Downloads a specific artifact from Arweave.

Parameters:

Name Type Description Default
repo_id Union[RepoId, str]

id of the repo, if provided as a string, the format must be of the form owner/name. Where owner is the wallet address of the uploader and name is the repository's name.

required
file_name str

name of artifact

required
version Optional[str]

Version of file. Defaults to None. If none specified, will fetch the latest version.

None
force_download bool

If True, will download file even if it already exists at that path. Defaults to False.

False
base_path str

path to download file to. Defaults to "".

'.'

Raises:

Type Description
ValueError

if wallet file path is not specified or wallet file is not found.

Returns:

Name Type Description
str str

path of downloaded file

Source code in src/ritual_arweave/repo_manager.py
def download_artifact_file(
    self,
    repo_id: Union[RepoId, str],
    file_name: str,
    version: Optional[str] = None,
    force_download: bool = False,
    base_path: str = ".",
) -> str:
    """Downloads a specific artifact from Arweave.

    Args:
        repo_id (Union[RepoId, str]): id of the repo, if provided as a string, the
            format must be of the form `owner`/`name`. Where `owner` is the wallet
            address of the uploader and `name` is the repository's name.
        file_name (str): name of artifact
        version (Optional[str], optional): Version of file. Defaults to None.
            If none specified, will fetch the latest version.

■ Materials provided:

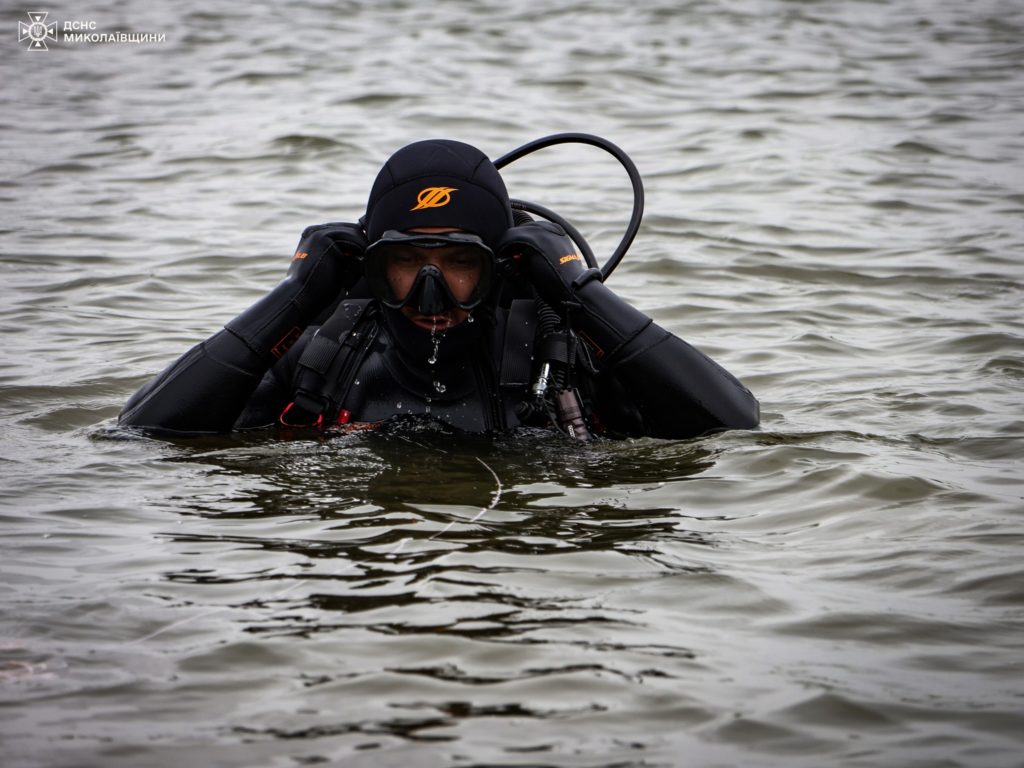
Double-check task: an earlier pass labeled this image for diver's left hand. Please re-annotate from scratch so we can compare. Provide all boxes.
[498,221,599,304]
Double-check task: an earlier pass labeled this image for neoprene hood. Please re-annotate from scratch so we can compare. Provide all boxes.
[366,139,512,248]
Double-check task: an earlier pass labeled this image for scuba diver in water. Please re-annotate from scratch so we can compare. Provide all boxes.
[119,134,759,440]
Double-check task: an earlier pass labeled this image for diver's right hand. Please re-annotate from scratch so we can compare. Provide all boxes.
[288,221,367,301]
[224,222,367,362]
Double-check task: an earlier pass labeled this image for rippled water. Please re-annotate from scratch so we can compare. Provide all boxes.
[0,0,1024,766]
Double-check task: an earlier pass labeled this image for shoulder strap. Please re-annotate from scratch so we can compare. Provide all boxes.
[278,299,377,427]
[498,299,537,387]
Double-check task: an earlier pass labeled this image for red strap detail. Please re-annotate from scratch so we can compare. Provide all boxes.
[278,400,323,434]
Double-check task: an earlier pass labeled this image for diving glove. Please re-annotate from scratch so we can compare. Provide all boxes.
[499,221,651,359]
[224,222,367,364]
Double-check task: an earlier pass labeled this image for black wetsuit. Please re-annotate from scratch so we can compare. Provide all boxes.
[120,282,759,438]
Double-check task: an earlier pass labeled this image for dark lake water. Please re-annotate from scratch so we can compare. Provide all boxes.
[0,0,1024,768]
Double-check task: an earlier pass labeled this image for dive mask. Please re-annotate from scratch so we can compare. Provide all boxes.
[364,229,495,314]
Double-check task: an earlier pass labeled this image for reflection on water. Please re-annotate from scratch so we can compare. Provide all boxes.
[0,0,1024,767]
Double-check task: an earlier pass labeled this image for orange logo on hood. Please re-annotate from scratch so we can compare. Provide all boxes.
[409,186,459,211]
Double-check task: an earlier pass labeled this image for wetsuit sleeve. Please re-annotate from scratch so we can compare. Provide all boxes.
[500,222,760,438]
[118,224,366,433]
[575,281,760,438]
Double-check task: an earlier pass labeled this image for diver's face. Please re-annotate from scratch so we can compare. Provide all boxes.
[385,227,483,331]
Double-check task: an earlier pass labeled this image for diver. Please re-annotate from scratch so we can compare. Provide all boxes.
[119,134,759,441]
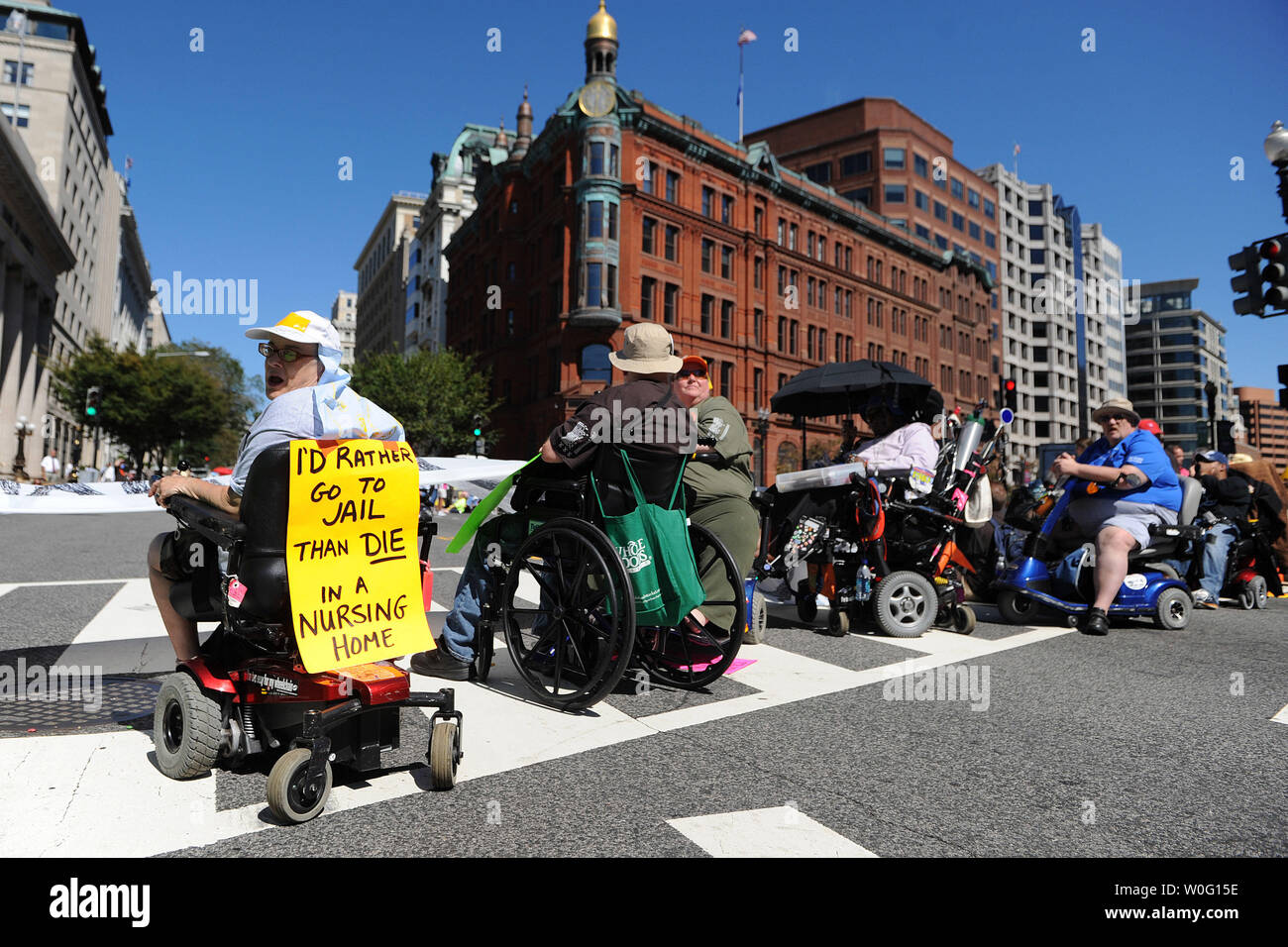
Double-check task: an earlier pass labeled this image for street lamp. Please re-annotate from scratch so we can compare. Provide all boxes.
[1263,119,1288,222]
[756,407,769,484]
[13,416,36,480]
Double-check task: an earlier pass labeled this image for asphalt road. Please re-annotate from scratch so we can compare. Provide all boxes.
[0,514,1288,858]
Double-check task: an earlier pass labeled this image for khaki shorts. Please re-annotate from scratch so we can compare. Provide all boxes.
[1068,493,1176,549]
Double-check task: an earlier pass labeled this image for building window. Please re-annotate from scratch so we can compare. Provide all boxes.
[662,282,680,326]
[841,151,872,177]
[640,275,657,320]
[0,102,31,129]
[805,161,832,184]
[581,346,613,381]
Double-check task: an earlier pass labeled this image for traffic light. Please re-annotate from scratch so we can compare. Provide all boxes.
[1231,246,1266,316]
[1258,235,1288,309]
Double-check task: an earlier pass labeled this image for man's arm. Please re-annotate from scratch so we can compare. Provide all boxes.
[149,474,241,515]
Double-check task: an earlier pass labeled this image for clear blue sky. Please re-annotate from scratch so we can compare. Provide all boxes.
[77,0,1288,388]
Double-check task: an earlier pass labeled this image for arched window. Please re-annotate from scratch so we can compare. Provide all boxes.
[581,346,613,381]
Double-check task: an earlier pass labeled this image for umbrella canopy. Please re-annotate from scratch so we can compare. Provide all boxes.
[769,359,934,417]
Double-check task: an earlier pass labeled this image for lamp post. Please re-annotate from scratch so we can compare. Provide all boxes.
[1262,119,1288,222]
[1203,378,1216,451]
[13,416,36,480]
[756,407,769,485]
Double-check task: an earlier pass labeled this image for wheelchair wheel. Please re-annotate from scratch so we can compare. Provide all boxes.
[636,523,747,690]
[997,588,1038,625]
[268,746,331,823]
[872,570,939,638]
[796,581,818,625]
[501,517,635,710]
[152,672,223,780]
[1154,586,1194,631]
[429,720,461,789]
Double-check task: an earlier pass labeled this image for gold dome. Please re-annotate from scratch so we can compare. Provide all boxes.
[587,0,617,43]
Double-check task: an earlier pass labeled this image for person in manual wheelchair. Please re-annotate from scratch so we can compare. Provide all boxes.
[149,309,404,661]
[411,322,695,689]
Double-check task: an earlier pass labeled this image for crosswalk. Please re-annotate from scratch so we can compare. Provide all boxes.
[0,567,1069,857]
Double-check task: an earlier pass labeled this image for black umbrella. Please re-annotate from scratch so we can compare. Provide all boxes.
[769,359,934,417]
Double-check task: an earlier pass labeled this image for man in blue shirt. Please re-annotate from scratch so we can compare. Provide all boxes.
[1051,398,1181,635]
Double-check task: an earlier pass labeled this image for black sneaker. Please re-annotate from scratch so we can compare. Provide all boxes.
[411,639,471,681]
[1082,608,1109,635]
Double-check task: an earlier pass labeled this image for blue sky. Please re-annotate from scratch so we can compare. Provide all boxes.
[72,0,1288,388]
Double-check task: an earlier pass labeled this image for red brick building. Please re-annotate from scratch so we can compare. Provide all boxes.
[446,5,999,476]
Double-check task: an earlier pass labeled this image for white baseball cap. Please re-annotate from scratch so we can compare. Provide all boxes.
[246,309,340,349]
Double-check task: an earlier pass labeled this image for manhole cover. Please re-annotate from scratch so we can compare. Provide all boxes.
[0,678,161,737]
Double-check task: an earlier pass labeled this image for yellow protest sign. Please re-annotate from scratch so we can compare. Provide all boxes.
[286,441,434,674]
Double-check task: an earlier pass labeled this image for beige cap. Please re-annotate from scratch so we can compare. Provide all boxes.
[1091,398,1140,425]
[608,322,684,374]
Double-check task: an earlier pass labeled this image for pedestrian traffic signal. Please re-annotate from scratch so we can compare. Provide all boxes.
[1231,246,1266,316]
[1258,235,1288,310]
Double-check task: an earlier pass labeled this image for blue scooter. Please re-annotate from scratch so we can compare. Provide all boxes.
[997,478,1203,629]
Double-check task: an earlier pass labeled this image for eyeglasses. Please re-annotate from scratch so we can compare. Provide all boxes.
[259,342,312,365]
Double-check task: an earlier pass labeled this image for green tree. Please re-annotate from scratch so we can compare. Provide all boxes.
[353,349,499,456]
[51,336,252,467]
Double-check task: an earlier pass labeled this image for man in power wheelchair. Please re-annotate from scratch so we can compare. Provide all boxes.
[411,323,746,710]
[761,388,996,638]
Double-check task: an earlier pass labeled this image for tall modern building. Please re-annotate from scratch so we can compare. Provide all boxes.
[406,122,499,355]
[0,1,152,474]
[448,0,995,476]
[979,163,1126,476]
[353,191,428,361]
[1234,386,1288,474]
[331,290,358,368]
[1127,279,1234,454]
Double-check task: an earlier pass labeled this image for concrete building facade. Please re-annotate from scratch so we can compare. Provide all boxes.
[331,290,358,368]
[447,1,993,476]
[1234,385,1288,474]
[1127,279,1236,455]
[979,163,1126,476]
[353,191,428,361]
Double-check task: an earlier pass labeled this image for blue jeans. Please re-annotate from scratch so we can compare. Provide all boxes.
[442,543,488,661]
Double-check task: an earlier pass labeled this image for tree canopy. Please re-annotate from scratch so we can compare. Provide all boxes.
[353,349,498,456]
[51,336,257,464]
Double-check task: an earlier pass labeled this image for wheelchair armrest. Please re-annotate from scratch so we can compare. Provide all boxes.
[166,496,246,549]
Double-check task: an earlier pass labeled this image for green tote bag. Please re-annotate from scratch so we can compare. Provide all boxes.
[590,451,705,627]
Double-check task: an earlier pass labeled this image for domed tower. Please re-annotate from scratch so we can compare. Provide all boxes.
[568,0,622,329]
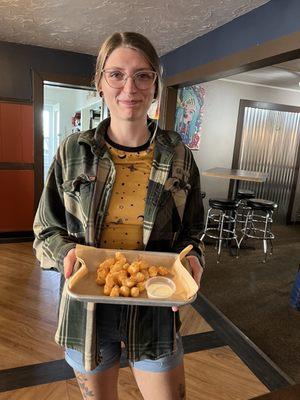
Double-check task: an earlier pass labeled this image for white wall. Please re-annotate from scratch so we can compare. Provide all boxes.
[44,85,99,141]
[193,79,300,216]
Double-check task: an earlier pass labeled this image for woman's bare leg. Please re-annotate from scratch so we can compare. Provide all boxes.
[74,362,120,400]
[132,363,186,400]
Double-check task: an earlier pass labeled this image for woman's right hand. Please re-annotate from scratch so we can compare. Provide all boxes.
[64,249,76,279]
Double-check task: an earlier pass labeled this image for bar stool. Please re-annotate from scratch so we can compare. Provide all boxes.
[239,199,278,263]
[201,199,239,263]
[236,189,255,224]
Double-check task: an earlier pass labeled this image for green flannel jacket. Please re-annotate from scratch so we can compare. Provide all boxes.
[33,119,204,370]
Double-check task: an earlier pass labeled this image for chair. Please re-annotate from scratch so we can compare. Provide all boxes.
[201,199,239,263]
[239,199,277,263]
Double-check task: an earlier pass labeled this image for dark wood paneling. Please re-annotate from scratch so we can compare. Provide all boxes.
[0,97,32,105]
[0,162,34,170]
[166,32,300,86]
[32,71,44,210]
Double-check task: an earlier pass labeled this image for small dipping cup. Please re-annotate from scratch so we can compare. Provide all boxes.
[145,276,176,299]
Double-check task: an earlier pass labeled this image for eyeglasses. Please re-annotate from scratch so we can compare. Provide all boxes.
[102,69,157,90]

■ What to work on:
**1.** According to the Arweave download documentation, what conditions cause the function to raise a ValueError?
**2.** From the records, output the lines from the one containing "for wheelchair armrest." up to and including the one containing "[64,249,76,279]", character for character, leaving out any pictures.

■ Solutions to the exercise:
**1.** The function raises a ValueError if the wallet file path is not specified or if the wallet file is not found.

**2.**
Double-check task: an earlier pass labeled this image for wheelchair armrest. Please re-annotate from scratch so we can compare. Provide all boxes.
[166,496,246,549]
Double-check task: an earlier pass labeled this image for green tote bag. Please re-annotate from scratch so we can compare. Provide all boxes.
[590,451,705,627]
Double-check task: an earlier pass labeled this image for domed tower. Please re-annotate from scratch so we can compare. Provide all boxes.
[568,0,622,329]
Double-check task: an earlier pass labeled this image for white wall. Please re-annotate from scratch so we can compare. Provide all boxes.
[44,85,99,141]
[193,79,300,216]
Double-check task: an earlier pass labeled this image for woman's bare leg. Please re-annotate from scratch so we can compare. Provide all boxes.
[74,362,120,400]
[132,363,186,400]
Double-check task: an earlier pass labeled this image for woman's right hand. Please re-annotate from scratch so we can compare. Provide all boxes.
[64,249,76,279]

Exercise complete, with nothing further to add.